[START TEXT EXCERPT]

Macrolactonization: Now here is a word to strike fear into the heart of any synthetic organic chemist. It’s usually the last step, or one of the last steps in a long complicated natural product synthesis. Not much material left to experiment with so each crumb of unreacted starting material, usually the seco-acid has to be recovered. So which method do you choose? Off to the library may no longer be required, as recently Campagne etal have kindly updated their comprehensive review on the subject1 containing 860 references and covering the literature in the review up to 2011.
Upon reading this I was astounded with the number of methods, obviously I was acquainted with some of them, even done a few in the lab, but the scope here is tremendous. There are some 26 or so methods discussed in this review. Which begs the question: Which one do you choose? Stick with the older well-documented ones or go for a newer method? Well it obviously depends upon your molecule and its functionality. I will just pick out some of the reactions discussed, mainly those I am not so well acquainted with and hope that you will find something useful for your own synthesis.
Let’s begin by looking at macrolactonizations by the Boeckman method. This is based on the known formation of ketenes by thermolysis of dioxolenones2. The conditions are mild and hydroxy or amino groups can trap the ketene. Here is the general idea:
Boeckman3 applied it in the following step note the high dilution.

[END TEXT EXCERPT]
[START DATA PROVIDED]

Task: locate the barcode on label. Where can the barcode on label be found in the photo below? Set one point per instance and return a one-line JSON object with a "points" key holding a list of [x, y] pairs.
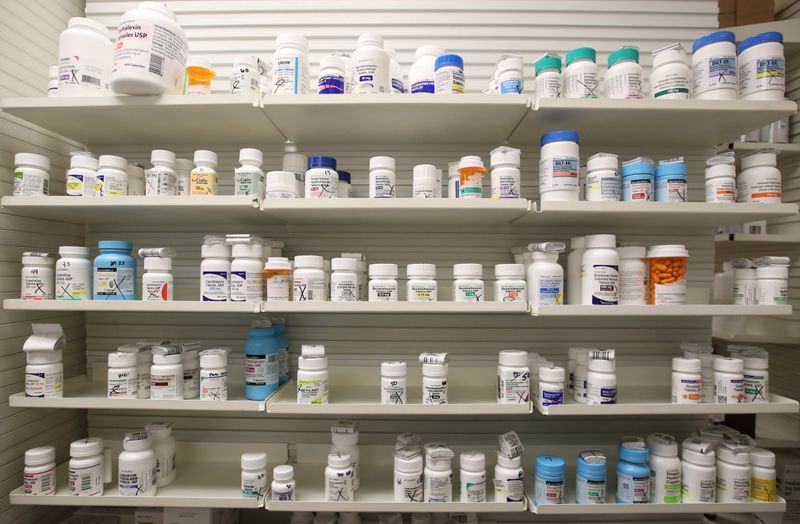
{"points": [[156, 65]]}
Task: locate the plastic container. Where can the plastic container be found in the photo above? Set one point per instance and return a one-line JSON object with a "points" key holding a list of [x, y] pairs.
{"points": [[84, 59], [667, 264], [558, 166], [150, 53], [581, 77]]}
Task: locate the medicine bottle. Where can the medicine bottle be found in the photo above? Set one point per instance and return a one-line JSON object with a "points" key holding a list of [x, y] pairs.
{"points": [[473, 476], [590, 478], [249, 178], [549, 480], [381, 177], [671, 77], [408, 475], [714, 67], [81, 176], [123, 380], [166, 375], [312, 380], [84, 58], [449, 75], [581, 78], [44, 374], [321, 178], [137, 466], [698, 471], [761, 67], [468, 283], [142, 63], [37, 277], [86, 469], [215, 269], [112, 176], [665, 469], [434, 383], [199, 75], [114, 271], [733, 472], [39, 474], [687, 381], [31, 175], [633, 472], [632, 276], [261, 368], [290, 65], [214, 374], [283, 483], [204, 174], [548, 77], [161, 179], [339, 477], [421, 285], [728, 380], [624, 78], [164, 449], [308, 281], [505, 176], [371, 66], [383, 282], [254, 474], [600, 271], [763, 475], [558, 166], [422, 73]]}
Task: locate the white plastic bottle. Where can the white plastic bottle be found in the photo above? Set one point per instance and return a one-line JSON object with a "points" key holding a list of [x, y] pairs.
{"points": [[137, 466], [150, 53], [371, 66], [381, 177], [84, 59], [600, 271]]}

[END DATA PROVIDED]

▸ TO-DO LIST:
• a. Rewrite the rows starting with the line that contains "Task: locate the white" and going on through the end of the rows, putting "white jar" wherever "white plastic bottle" appears and leaving everything else as it is.
• b. Please extend the text on macrolactonization methods, picking up right after its final sentence.

▸ ANSWERS BELOW:
• a.
Task: locate the white jar. Where can the white jar be found in the photo above? Set one point per instance and return a one-line JSON object with a "points" key holding a list of [x, y] pairs.
{"points": [[137, 466], [150, 53], [371, 66], [381, 177], [84, 59], [600, 271]]}

• b.
A testimony to the power of this approach is the next example described by Hoye etal4 demonstrating impressive impressive regioselectivity.
Moslin5a-d described an elegant approach, in his synthesis of (+)-acutiphycin, which employed a retro-ene reaction of an alkynyl ether to produce the ketene.
The Yamaguchi method6 remains one of the most popular procedures for macrolactonization. According to the reviewers more that 340 papers have been published using this method. This, of course, uses the Yamaguchi reagent; 2,4,6-trichlorobenzoyl chloride in the presence of triethylamine to form the mixed anhydride, the triethylamine hydrochloride is filtered and the solution concentrated. After dilution the mixed anhydride solution is added to a very dilute hot (80°C) solution of 2 – 5 equivalents of DMAP. This method is usually excellent for large ring lactones the efficiency falling off as the ring size diminishes. A disadvantage of the method is the use of high temperatures and DMAP conditions that can lead to isomerization and epimerization. As is usually the case with such methods there have been many variations described and the reader is referred to reference 1 for more information.
The Mitsunobu reaction7 a-c has also successfully found it’s way into this chemistry and the success is nicely demonstrated by the formation of the strained 9-membered lactone moiety of griseoviridin8.
Normally high dilution is required for these reactions. Recently a method appeared which does not require high dilution. It was described by White and co-workers9 and relies on some catalytic palladium chemistry (if you call 30 mol% catalytic) and proceeds via an intramolecular allylic oxidation. This has been used for the synthesis of lactones of ring sizes between 14 and 19. The example shown here is part of a deoxyerythronolide B synthesis and proceeds in reasonable yield without the high dilution requirement. However, in order to obtain the 56% yield quoted the starting materials must be re-cycled.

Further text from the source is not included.